Work required:
Reproduce the material below word for word, from its first line down to and including the line with "point(477, 190)".
=== Entries provided ===
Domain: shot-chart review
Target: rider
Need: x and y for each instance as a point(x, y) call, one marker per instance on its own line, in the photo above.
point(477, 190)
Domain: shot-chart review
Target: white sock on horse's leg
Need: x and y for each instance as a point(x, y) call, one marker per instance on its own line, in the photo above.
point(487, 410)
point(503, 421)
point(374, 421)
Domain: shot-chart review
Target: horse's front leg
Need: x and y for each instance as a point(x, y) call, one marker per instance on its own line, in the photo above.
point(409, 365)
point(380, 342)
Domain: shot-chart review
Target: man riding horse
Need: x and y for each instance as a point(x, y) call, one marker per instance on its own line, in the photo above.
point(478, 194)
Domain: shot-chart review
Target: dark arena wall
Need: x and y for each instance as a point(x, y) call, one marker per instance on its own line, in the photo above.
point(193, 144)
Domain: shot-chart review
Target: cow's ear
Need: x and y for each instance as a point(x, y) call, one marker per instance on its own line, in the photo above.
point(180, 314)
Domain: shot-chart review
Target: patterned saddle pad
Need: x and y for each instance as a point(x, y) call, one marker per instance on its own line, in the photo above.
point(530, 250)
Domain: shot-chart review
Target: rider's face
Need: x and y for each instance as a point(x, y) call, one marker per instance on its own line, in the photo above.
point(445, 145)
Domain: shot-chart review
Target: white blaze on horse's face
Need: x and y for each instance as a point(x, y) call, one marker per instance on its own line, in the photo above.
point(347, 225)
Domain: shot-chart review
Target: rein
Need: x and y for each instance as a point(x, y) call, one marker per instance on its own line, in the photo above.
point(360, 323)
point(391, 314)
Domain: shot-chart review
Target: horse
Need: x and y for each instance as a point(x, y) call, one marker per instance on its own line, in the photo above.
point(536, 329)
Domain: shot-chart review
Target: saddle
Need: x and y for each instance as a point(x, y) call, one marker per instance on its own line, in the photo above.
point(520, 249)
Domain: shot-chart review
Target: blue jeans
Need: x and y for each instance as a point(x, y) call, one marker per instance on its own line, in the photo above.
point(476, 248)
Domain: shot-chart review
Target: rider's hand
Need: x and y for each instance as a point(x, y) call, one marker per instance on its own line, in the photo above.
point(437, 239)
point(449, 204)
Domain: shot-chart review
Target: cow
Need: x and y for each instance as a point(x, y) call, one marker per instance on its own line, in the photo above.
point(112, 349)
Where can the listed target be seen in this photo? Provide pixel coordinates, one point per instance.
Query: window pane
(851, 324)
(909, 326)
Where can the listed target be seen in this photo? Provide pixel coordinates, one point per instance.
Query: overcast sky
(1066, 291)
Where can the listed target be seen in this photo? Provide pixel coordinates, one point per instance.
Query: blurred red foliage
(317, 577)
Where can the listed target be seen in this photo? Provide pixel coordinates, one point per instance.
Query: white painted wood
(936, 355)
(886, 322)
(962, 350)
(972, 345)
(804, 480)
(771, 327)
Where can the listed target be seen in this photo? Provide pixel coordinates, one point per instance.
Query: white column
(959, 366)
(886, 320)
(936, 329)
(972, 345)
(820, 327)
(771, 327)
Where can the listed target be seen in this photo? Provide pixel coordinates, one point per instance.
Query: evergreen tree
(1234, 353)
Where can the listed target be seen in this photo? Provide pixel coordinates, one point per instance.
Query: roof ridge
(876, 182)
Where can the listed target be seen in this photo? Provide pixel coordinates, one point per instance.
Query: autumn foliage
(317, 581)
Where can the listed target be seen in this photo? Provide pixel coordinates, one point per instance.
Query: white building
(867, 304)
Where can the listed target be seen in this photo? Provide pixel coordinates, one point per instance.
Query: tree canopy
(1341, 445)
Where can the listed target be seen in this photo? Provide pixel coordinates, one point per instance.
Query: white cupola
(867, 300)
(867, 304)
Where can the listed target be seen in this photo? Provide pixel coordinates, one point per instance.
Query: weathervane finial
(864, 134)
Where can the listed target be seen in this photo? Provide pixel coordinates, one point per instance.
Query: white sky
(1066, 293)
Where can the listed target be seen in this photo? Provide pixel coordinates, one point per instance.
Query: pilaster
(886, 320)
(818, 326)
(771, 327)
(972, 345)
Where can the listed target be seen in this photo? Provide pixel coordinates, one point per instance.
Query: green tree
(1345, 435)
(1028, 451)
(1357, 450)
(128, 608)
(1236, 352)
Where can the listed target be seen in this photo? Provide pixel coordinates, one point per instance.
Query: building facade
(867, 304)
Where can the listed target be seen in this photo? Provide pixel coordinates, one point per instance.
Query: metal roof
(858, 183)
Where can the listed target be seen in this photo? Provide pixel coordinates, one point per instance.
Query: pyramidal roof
===
Correct result:
Domain: shot-chart review
Target: rider
Need: x and y for each instance as a point(x, y) call, one marker per instance on its own line, in the photo above.
point(477, 190)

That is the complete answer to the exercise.